* _Task instructions_
Aside from the pictures, the entries should be given again exactly.

* _Provided data_
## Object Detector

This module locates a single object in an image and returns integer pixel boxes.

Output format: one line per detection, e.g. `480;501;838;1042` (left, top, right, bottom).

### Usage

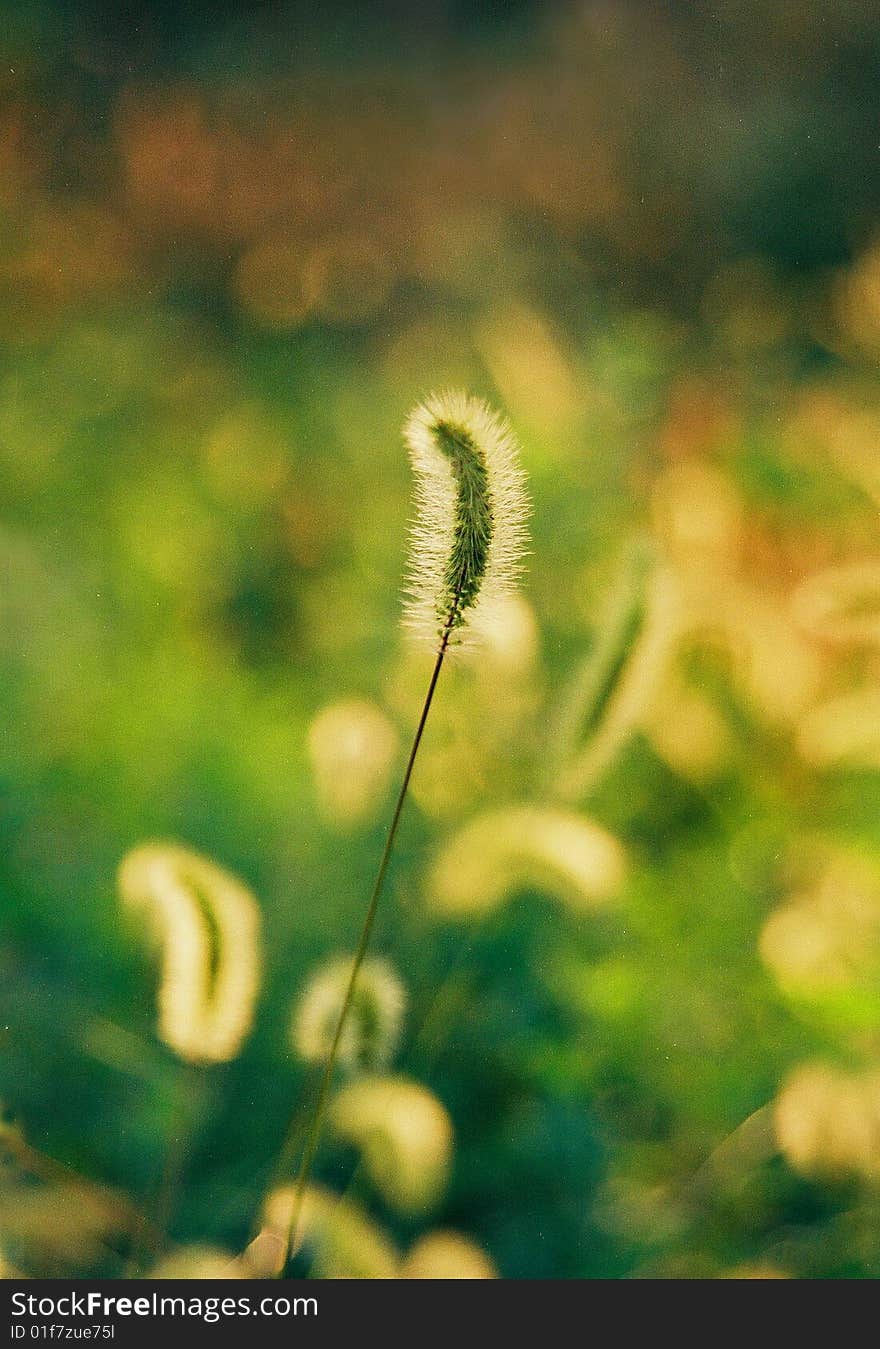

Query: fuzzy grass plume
403;391;529;643
329;1076;453;1215
273;391;529;1272
118;842;262;1065
118;842;263;1274
292;955;406;1073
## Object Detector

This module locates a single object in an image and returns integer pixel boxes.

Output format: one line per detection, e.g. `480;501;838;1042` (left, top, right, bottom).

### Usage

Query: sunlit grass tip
255;1183;398;1279
292;955;407;1073
118;842;262;1065
403;390;530;645
275;390;527;1263
401;1231;497;1279
328;1075;453;1215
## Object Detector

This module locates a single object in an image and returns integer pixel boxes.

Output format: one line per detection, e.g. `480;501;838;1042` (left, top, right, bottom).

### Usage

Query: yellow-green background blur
3;0;880;1279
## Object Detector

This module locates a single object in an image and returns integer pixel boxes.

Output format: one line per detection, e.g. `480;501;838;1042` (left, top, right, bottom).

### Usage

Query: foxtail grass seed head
306;698;399;827
292;956;407;1073
118;842;262;1065
0;1176;129;1272
328;1075;453;1215
401;1231;497;1279
429;806;626;917
0;1107;26;1168
257;1183;398;1279
403;390;529;645
790;558;880;646
796;686;880;770
150;1246;253;1279
759;850;880;995
774;1062;880;1182
552;536;656;759
553;541;680;800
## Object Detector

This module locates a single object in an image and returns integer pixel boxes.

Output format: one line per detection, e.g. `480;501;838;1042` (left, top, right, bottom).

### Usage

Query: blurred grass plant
116;844;262;1271
292;956;406;1075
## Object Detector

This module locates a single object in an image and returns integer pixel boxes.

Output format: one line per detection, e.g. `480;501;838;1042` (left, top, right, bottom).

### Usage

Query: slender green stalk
275;609;457;1274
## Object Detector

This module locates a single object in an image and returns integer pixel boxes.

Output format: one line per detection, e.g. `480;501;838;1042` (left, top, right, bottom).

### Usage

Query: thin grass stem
273;609;457;1274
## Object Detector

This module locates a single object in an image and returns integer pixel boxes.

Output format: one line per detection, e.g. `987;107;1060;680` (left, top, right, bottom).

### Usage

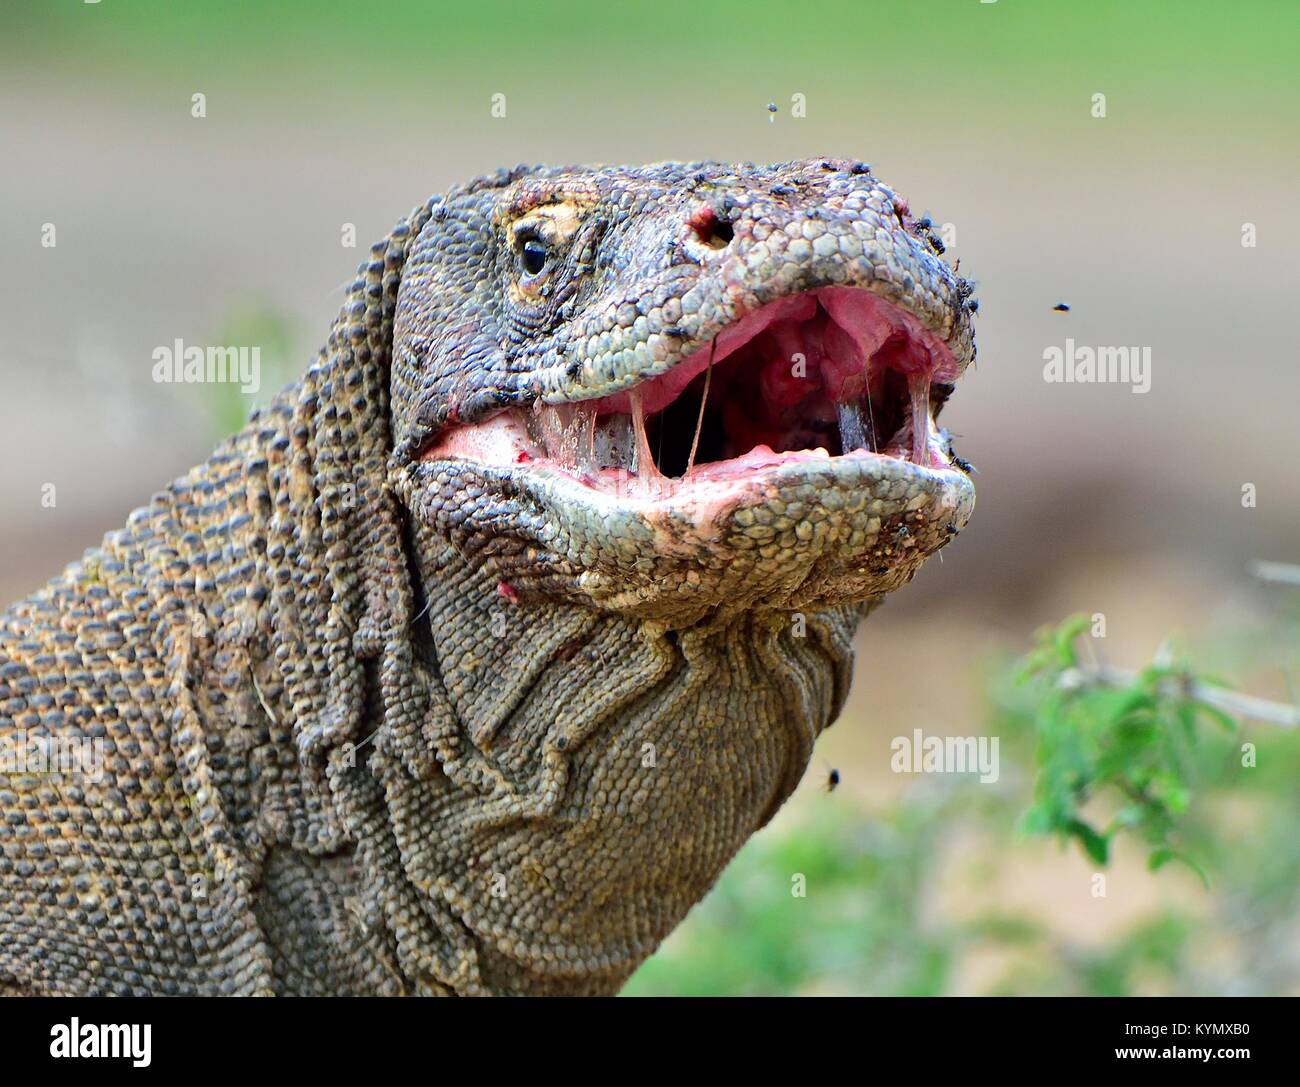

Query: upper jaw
521;176;974;414
393;160;976;462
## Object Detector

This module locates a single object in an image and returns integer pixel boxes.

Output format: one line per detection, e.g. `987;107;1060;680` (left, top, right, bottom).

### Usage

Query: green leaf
1068;819;1110;866
1148;848;1175;872
1149;849;1211;890
1053;614;1091;667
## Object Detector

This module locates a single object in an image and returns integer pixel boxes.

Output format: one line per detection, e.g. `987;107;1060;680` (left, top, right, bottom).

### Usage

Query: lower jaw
403;450;975;618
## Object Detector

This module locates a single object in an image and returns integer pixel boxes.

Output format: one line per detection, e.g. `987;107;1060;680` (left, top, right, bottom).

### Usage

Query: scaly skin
0;160;976;995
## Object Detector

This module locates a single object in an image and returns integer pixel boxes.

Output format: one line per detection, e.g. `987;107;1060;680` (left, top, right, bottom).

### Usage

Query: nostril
687;206;735;250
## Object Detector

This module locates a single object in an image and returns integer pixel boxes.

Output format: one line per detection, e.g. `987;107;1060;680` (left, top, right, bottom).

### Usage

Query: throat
391;530;864;991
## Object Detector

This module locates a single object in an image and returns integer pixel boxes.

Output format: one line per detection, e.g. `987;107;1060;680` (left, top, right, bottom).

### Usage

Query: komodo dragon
0;160;977;995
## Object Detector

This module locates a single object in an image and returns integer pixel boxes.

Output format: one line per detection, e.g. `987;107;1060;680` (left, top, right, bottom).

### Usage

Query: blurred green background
2;0;1298;994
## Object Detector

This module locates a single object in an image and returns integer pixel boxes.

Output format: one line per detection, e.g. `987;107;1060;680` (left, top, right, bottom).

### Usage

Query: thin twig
1058;664;1300;729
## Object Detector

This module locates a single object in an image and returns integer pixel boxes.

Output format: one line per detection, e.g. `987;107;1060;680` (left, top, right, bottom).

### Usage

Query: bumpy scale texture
0;161;976;995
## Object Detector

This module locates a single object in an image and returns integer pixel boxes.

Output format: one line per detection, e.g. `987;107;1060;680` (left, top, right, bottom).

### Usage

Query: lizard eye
519;236;549;278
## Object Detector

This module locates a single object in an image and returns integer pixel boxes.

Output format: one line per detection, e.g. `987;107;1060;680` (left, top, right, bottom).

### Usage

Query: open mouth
422;286;968;495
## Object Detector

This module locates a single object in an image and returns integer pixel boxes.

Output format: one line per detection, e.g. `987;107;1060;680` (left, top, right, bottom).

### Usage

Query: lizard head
391;160;977;623
291;162;980;992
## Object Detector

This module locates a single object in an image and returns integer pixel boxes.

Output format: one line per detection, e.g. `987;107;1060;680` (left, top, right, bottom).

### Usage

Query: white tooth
577;405;595;468
526;399;553;458
530;401;599;471
573;407;596;472
594;413;636;470
908;373;930;466
630;388;662;482
837;401;867;453
528;402;583;470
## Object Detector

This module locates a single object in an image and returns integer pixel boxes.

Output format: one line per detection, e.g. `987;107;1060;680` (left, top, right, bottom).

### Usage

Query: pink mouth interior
422;286;960;493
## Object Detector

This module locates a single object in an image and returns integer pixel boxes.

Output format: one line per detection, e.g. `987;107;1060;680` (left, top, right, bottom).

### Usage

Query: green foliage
11;0;1299;121
1011;614;1244;882
976;912;1193;998
624;785;988;997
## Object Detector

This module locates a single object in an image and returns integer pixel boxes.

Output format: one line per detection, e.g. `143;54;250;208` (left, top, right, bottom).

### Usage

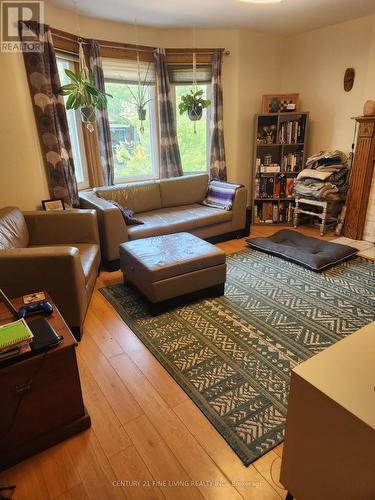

* _Response for this exercise_
## Object Detector

This module locates a single object in an image and returns integer pixel boxes.

Output format: one line per detection, e.g. `480;501;838;1042` (left, top, right, bottom).

### Usage


Query: fuzzy grass plume
403;391;529;643
329;1076;453;1215
273;391;529;1272
118;842;262;1065
118;842;263;1274
292;955;406;1073
## Object Detector

This module locates a single object in an image and returns integer pixel boxes.

Output format: one line per detection, e.g. `480;501;838;1042` (left, top, right, bottom).

### Usage

Query: sunlit grass tip
255;1183;398;1279
292;955;407;1073
118;842;262;1065
403;390;530;645
275;390;527;1263
401;1231;497;1279
328;1075;453;1215
## Object Detector

This module locates a single object in an image and returns integer pixel boxes.

Output format: one line per detection, e.g. `480;501;838;1042` (left, top, right, bottom).

### Usage

Query: yellow-green background blur
3;0;880;1279
## Object Detector

This module locates a single object in an image and returns integer pixel boxes.

Output format: one line per detection, e.g. `480;501;838;1042` (left, top, right, bottom).

### Usage

Query: foxtail grass seed head
306;698;399;827
292;956;407;1073
118;842;262;1065
0;1176;129;1272
328;1075;453;1215
401;1231;497;1279
429;806;626;917
0;1107;26;1168
257;1183;398;1279
403;390;529;645
790;558;880;646
796;686;880;770
150;1246;253;1279
759;850;880;995
774;1062;880;1182
552;536;656;759
553;541;680;800
## Object Detector

This module locates a single object in an image and returns integer pixel boxes.

Output format: one line per detection, e.g. `480;501;838;1042` (left, top, right, bottom).

### Usage

Query: blurred grass plant
116;844;262;1271
292;956;406;1075
## Object Detector

This module locates a single object in an image and returns integer pixel boxes.

Output format: one line per detection, e.g. `480;501;838;1042` (left, top, right, bottom).

### Usage

Query: slender green stalk
275;609;457;1274
## Object Detector

This module locates a single object in an image and returns integer pixel boxes.

Output format: one line per detection, e.g. `480;501;838;1042` (left, top, right, bottom).

### Usage

Query: thin grass stem
273;609;457;1274
## Object Detector

This module locates a single object in an image and returns integer pixel boxes.

Output format: one line per detection, e.g. `987;107;1060;680` (left, top, right, bottom).

### Usage


Query: upper jaw
521;176;974;414
393;160;976;462
## Object Detector

This module locates a single object in an image and returns integer pixel boxes.

Output format: one line per detection, e.g. `987;107;1060;680` (left, top, right, bottom).

### Usage

Query: green leaf
1068;819;1110;866
1148;848;1175;872
1149;849;1211;890
1053;614;1091;667
## Object Detector

This module locates a single object in an image and returns integer pixel boxes.

Output format: one line per detection, e.g. `987;107;1060;680` (left, top, right, bottom).

### Usage

Query: lower jaw
403;450;975;618
## Object Detector

This module locates a single object in an image and returns integer pixel boxes.

Output format: one line per detection, e.g. `987;107;1060;680` (left, top, right, bottom).

### Usage

Query: scaly skin
0;160;976;995
## Object Detector

This module locates a single object in an image and returns integer pixel boxes.

Output format: one line per detection, e.g. `987;107;1060;680` (left, top, right, bottom).

### Usage

Query: nostril
687;206;735;250
## Object Detector

This module locates a single object in an image and returns integer pixel boxes.

Output format: one line per detection, e.g. `987;107;1060;680` (left, top, right, bottom).

### Usage

Query: throat
391;530;864;991
## Object Detector

This module locates a single object in an image and returns integer pixel boxes.

Output format: one line per detection, e.g. `987;107;1060;680` (left, top, right, bottom).

### Usage

Query: komodo dragon
0;160;977;995
## Object Detector

This module locates a single object in an image and returns integer pixel boxes.

Output format: one line per detection, e.g. `987;107;1060;680` (left, top, right, bottom).

### Usage

Query: blurred green background
2;0;1298;994
## Object Detector

This module locates a single object in an image and returns integer pixel boxes.

Output format: one line per detection, e.g. `987;107;1060;680` (left, top, right, bottom).

### Usage

Query: thin twig
1058;664;1300;729
## Object Detector

This module locates a single object in an image and returns integer pixel boxes.

Output format: one line per detection, e.g. `987;107;1060;680` (left, top, right, bottom).

### Usage

Query: bumpy scale texture
0;161;976;995
## Object Detector

This module locates a single object in an image and returns integer pixel boxes.

Output format: one line per detection, e.g. `987;107;1060;680` (left, top, right, bottom).

### Usage

Query: lizard eye
519;236;549;278
## Object Detector

This module locates a single object in an image and returns integer pixel boxes.

Output format: one line per detection, e.g. `987;107;1060;680` (left, top, right, bottom).

### Usage

Query: open mouth
422;286;968;495
## Object Detector

This module locates a single object in an image and returns integer pixel boxes.

Output format: one line per detection, e.g. `987;107;1060;680` (left, top, right, bottom).

### Usage

Query: lizard head
391;160;977;623
291;162;980;992
## Object Detector

This module locates a single object in an image and returns integer pixel boxes.

Output format: one line per detection, e.g. `987;107;1060;680` (left, top, right, bottom).

### Usage

Query: white tooth
577;405;595;468
526;399;553;458
530;401;599;471
573;407;596;472
594;413;636;470
908;373;930;466
630;388;662;482
837;401;867;453
528;402;583;470
## Object Detector

This module locates a single object in an image and returns integer pixel boxes.

Output format: one line per detection, e.g. `987;107;1060;680` (left, top, right, bottom).

### Usage

Query: pink mouth interior
422;286;960;493
## Object Detector

This module locates a single object in an image and returns integer pixel boxes.

Output format: one line per detection, e.g. `987;107;1060;680` (left, top, right, bottom).

### Usage

Query: green foliage
11;0;1299;121
1011;614;1244;882
976;912;1193;998
624;785;988;997
## Object Detector

This module locates a single object in an image and returns integer pixel boxes.

Output format: one line per detection, e.g. `143;54;250;208` (left, top, right, bottom).

### Usage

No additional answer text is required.